-- Start GIVEN RECORDS --

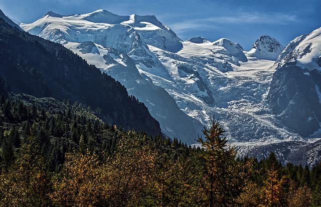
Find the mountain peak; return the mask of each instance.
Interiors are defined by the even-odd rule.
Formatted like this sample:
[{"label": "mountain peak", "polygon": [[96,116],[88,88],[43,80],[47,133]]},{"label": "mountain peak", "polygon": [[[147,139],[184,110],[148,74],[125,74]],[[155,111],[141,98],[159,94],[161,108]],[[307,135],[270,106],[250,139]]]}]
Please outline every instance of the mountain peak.
[{"label": "mountain peak", "polygon": [[225,48],[227,50],[231,50],[232,48],[238,51],[243,51],[243,48],[238,43],[235,43],[227,38],[221,38],[213,43],[213,45],[216,46],[221,46]]},{"label": "mountain peak", "polygon": [[63,16],[61,15],[59,15],[59,14],[57,14],[55,13],[52,11],[49,11],[48,12],[47,12],[44,16],[44,17],[45,17],[46,16],[48,16],[49,17],[57,17],[57,18],[61,18],[62,17],[63,17],[64,16]]},{"label": "mountain peak", "polygon": [[253,44],[249,55],[259,59],[275,61],[283,49],[283,47],[277,40],[269,36],[263,35]]},{"label": "mountain peak", "polygon": [[210,42],[210,41],[209,41],[206,38],[203,38],[202,37],[196,37],[190,38],[187,41],[187,42],[191,42],[191,43],[197,43],[197,44],[201,44],[201,43],[204,43],[205,42]]}]

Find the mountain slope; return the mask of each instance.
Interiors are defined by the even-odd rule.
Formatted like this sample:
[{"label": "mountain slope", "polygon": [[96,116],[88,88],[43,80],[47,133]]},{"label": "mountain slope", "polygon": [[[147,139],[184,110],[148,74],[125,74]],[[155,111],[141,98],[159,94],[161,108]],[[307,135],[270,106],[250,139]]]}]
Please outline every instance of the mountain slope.
[{"label": "mountain slope", "polygon": [[321,28],[291,41],[275,63],[268,98],[273,112],[303,136],[321,131]]},{"label": "mountain slope", "polygon": [[10,19],[10,18],[9,18],[7,16],[6,16],[6,15],[5,15],[5,14],[4,14],[4,13],[3,12],[3,11],[1,10],[0,10],[0,18],[2,18],[3,20],[4,20],[5,21],[5,22],[6,22],[6,23],[9,24],[9,25],[10,25],[12,27],[14,27],[16,28],[17,29],[19,29],[19,30],[21,30],[21,31],[23,30],[20,28],[20,27],[19,27],[19,26],[18,26],[16,23],[15,23],[14,22],[14,21],[13,21],[12,20],[11,20],[11,19]]},{"label": "mountain slope", "polygon": [[248,55],[259,59],[275,61],[283,49],[279,42],[270,36],[263,36],[253,45]]},{"label": "mountain slope", "polygon": [[[76,42],[81,41],[82,36],[88,35],[82,33],[82,30],[88,30],[89,34],[98,31],[101,33],[100,35],[93,36],[91,41],[102,45],[104,45],[102,43],[106,41],[104,37],[108,30],[126,28],[139,34],[149,45],[172,52],[177,52],[182,47],[181,40],[153,16],[140,16],[133,14],[121,16],[104,10],[68,16],[50,12],[35,23],[21,24],[21,27],[30,34],[45,39],[53,39],[54,36],[59,38],[63,36],[63,39]],[[75,29],[80,32],[80,37]],[[112,40],[108,38],[107,40]]]},{"label": "mountain slope", "polygon": [[120,83],[59,44],[21,32],[2,19],[0,26],[0,74],[13,92],[70,99],[97,108],[109,124],[161,133],[143,104],[128,97]]},{"label": "mountain slope", "polygon": [[[146,23],[147,21],[150,24]],[[145,23],[145,27],[138,25],[139,22]],[[154,27],[150,28],[152,23]],[[62,44],[119,81],[129,94],[144,103],[168,136],[192,143],[201,134],[200,122],[183,112],[165,90],[139,73],[143,69],[170,80],[168,72],[148,50],[151,46],[146,45],[152,44],[149,41],[152,39],[155,45],[163,47],[156,42],[158,39],[164,40],[163,33],[157,33],[159,29],[155,27],[162,28],[162,32],[167,29],[154,16],[119,16],[104,10],[68,17],[49,12],[34,23],[22,26],[32,34]],[[166,34],[171,34],[166,31]],[[151,34],[150,31],[156,33]],[[171,44],[166,43],[168,46]]]}]

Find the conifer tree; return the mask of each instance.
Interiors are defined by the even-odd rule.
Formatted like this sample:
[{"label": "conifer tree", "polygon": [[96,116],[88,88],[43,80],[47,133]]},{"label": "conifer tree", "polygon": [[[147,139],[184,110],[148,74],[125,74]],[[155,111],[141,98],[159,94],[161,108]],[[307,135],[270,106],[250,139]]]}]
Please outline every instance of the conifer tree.
[{"label": "conifer tree", "polygon": [[227,145],[223,126],[218,120],[211,120],[209,128],[203,130],[205,139],[198,141],[205,149],[200,157],[203,166],[199,187],[205,193],[205,202],[209,206],[234,206],[241,189],[235,171],[235,153]]}]

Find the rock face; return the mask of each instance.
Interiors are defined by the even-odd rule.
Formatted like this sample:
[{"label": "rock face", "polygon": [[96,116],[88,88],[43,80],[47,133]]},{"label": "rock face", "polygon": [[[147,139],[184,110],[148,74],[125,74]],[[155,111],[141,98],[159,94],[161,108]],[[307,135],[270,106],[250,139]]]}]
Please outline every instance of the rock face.
[{"label": "rock face", "polygon": [[317,135],[321,127],[320,35],[319,28],[288,44],[275,64],[268,95],[273,112],[304,136]]},{"label": "rock face", "polygon": [[196,44],[202,44],[202,43],[209,43],[210,41],[207,40],[206,38],[202,37],[196,37],[194,38],[191,38],[186,41],[186,42],[191,42],[191,43],[196,43]]},{"label": "rock face", "polygon": [[263,36],[255,41],[248,54],[259,59],[275,61],[283,49],[283,47],[277,40],[270,36]]}]

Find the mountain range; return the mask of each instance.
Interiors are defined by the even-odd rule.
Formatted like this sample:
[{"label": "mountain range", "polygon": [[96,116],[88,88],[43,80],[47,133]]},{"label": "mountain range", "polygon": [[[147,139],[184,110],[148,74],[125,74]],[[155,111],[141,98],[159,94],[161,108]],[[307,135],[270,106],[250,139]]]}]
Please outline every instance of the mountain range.
[{"label": "mountain range", "polygon": [[212,116],[240,154],[283,163],[321,158],[321,30],[283,47],[262,36],[245,51],[222,38],[183,41],[153,16],[50,12],[20,27],[63,45],[123,85],[163,133],[194,144]]}]

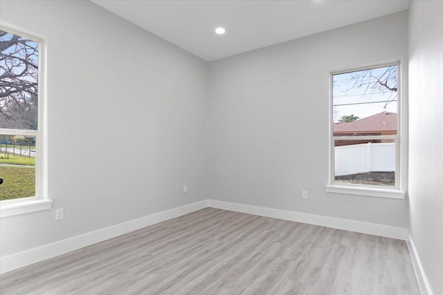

-- End GIVEN RECORDS --

### WORK TO BE COMPLETED
Reproduce all of the records above verbatim, line for line, but leave out the pictures.

### OUTPUT FOR THIS TASK
Find the mountain peak; return the mask of each instance.
Interiors are defined by the even-odd rule.
Formatted like this sample:
[{"label": "mountain peak", "polygon": [[96,116],[88,88],[43,80],[47,133]]},{"label": "mountain peak", "polygon": [[[147,139],[184,110],[148,74],[125,74]],[[155,111],[141,98],[159,94],[161,108]],[[307,135],[270,106],[250,139]]]}]
Please outline every instance of the mountain peak.
[{"label": "mountain peak", "polygon": [[225,48],[227,50],[231,50],[232,48],[238,51],[243,51],[243,48],[238,43],[235,43],[227,38],[221,38],[213,43],[213,45],[216,46],[221,46]]},{"label": "mountain peak", "polygon": [[63,16],[61,15],[59,15],[59,14],[57,14],[55,13],[52,11],[49,11],[48,12],[47,12],[44,16],[44,17],[45,17],[46,16],[48,16],[49,17],[57,17],[57,18],[61,18],[62,17],[63,17],[64,16]]},{"label": "mountain peak", "polygon": [[253,44],[249,55],[259,59],[275,61],[283,49],[283,47],[277,40],[269,36],[263,35]]},{"label": "mountain peak", "polygon": [[210,42],[210,41],[209,41],[206,38],[203,38],[202,37],[196,37],[190,38],[187,41],[187,42],[191,42],[191,43],[197,43],[197,44],[201,44],[201,43],[204,43],[205,42]]}]

Find the mountain slope; return the mask of each instance.
Interiors are defined by the even-odd rule.
Formatted like this sample:
[{"label": "mountain slope", "polygon": [[96,116],[88,88],[43,80],[47,133]]},{"label": "mountain slope", "polygon": [[[147,139],[184,110],[148,74],[125,74]],[[155,111],[141,98],[159,94],[161,108]],[[307,135],[270,106],[250,139]]]}]
Please outline every instance of the mountain slope.
[{"label": "mountain slope", "polygon": [[321,28],[291,41],[275,63],[268,98],[273,112],[303,136],[321,131]]},{"label": "mountain slope", "polygon": [[10,19],[10,18],[9,18],[7,16],[6,16],[6,15],[5,15],[5,14],[4,14],[4,13],[3,12],[3,11],[1,10],[0,10],[0,18],[2,18],[3,20],[4,20],[5,21],[5,22],[6,22],[6,23],[9,24],[9,25],[10,25],[12,27],[14,27],[16,28],[17,29],[19,29],[19,30],[21,30],[21,31],[23,30],[20,28],[20,27],[19,27],[19,26],[18,26],[16,23],[15,23],[14,22],[14,21],[13,21],[12,20],[11,20],[11,19]]},{"label": "mountain slope", "polygon": [[248,55],[259,59],[275,61],[283,49],[279,42],[270,36],[263,36],[253,45]]},{"label": "mountain slope", "polygon": [[[76,42],[81,41],[82,36],[88,35],[82,33],[82,30],[88,30],[89,34],[98,31],[101,33],[100,35],[93,36],[91,41],[102,45],[104,45],[102,43],[106,41],[104,37],[108,30],[126,28],[139,34],[149,45],[172,52],[177,52],[182,47],[181,40],[153,16],[140,16],[133,14],[121,16],[104,10],[68,16],[50,12],[35,23],[21,24],[21,27],[30,34],[45,39],[53,39],[54,36],[59,38],[63,36],[63,39]],[[75,29],[80,32],[80,37]],[[112,40],[108,38],[107,40]]]},{"label": "mountain slope", "polygon": [[120,83],[59,44],[21,32],[2,19],[0,26],[0,74],[13,92],[70,99],[97,108],[109,124],[161,133],[143,104],[128,97]]},{"label": "mountain slope", "polygon": [[[146,23],[147,21],[150,24]],[[145,23],[145,27],[138,25],[139,22]],[[154,27],[150,28],[152,23]],[[62,44],[119,81],[129,94],[144,103],[168,136],[192,143],[201,134],[200,122],[183,112],[165,90],[139,73],[143,69],[170,80],[168,72],[148,50],[151,46],[146,45],[152,44],[149,41],[152,39],[155,45],[163,47],[156,42],[158,39],[164,40],[163,33],[157,33],[159,29],[155,27],[162,28],[162,32],[167,29],[154,16],[119,16],[104,10],[68,17],[49,12],[34,23],[22,26],[32,34]],[[166,34],[171,34],[166,31]],[[151,34],[150,31],[156,33]],[[171,44],[166,43],[168,46]]]}]

Find the conifer tree; return the mask of each instance.
Interiors are defined by the even-odd rule.
Formatted like this sample:
[{"label": "conifer tree", "polygon": [[96,116],[88,88],[43,80],[47,133]]},{"label": "conifer tree", "polygon": [[[147,139],[184,110],[148,74],[125,74]],[[155,111],[141,98],[159,94],[161,108]],[[307,135],[270,106],[250,139]]]}]
Please outline every instance of the conifer tree.
[{"label": "conifer tree", "polygon": [[227,145],[223,126],[218,120],[211,120],[209,128],[203,130],[205,139],[198,141],[205,149],[200,157],[203,166],[199,187],[205,193],[205,202],[209,206],[234,206],[241,189],[235,171],[235,153]]}]

Find the rock face; return the mask of each instance.
Interiors are defined by the even-odd rule.
Formatted like this sample:
[{"label": "rock face", "polygon": [[96,116],[88,88],[43,80],[47,133]]},{"label": "rock face", "polygon": [[[147,139],[184,110],[148,74],[125,74]],[[155,111],[141,98],[159,94],[161,108]],[[307,135],[270,106],[250,139]]]}]
Please outline every instance of the rock face.
[{"label": "rock face", "polygon": [[317,135],[321,127],[320,35],[319,28],[288,44],[275,64],[268,95],[273,112],[304,136]]},{"label": "rock face", "polygon": [[196,44],[202,44],[202,43],[209,43],[210,41],[207,40],[206,38],[202,37],[196,37],[194,38],[191,38],[186,41],[186,42],[191,42],[191,43],[196,43]]},{"label": "rock face", "polygon": [[263,36],[255,41],[248,54],[259,59],[275,61],[283,49],[283,47],[277,40],[270,36]]}]

Find the mountain range; return the mask of each instance.
Interiors are defined by the even-odd rule.
Formatted like this sample:
[{"label": "mountain range", "polygon": [[96,116],[88,88],[43,80],[47,133]]},{"label": "mountain range", "polygon": [[[147,139],[184,110],[148,74],[125,74]],[[155,111],[141,98],[159,94],[161,108]],[[307,135],[270,106],[250,139]]]}]
Please outline every instance of the mountain range.
[{"label": "mountain range", "polygon": [[212,116],[240,154],[283,163],[321,158],[321,30],[283,47],[262,36],[245,51],[222,38],[183,41],[153,16],[50,12],[20,27],[63,45],[123,85],[163,133],[194,144]]}]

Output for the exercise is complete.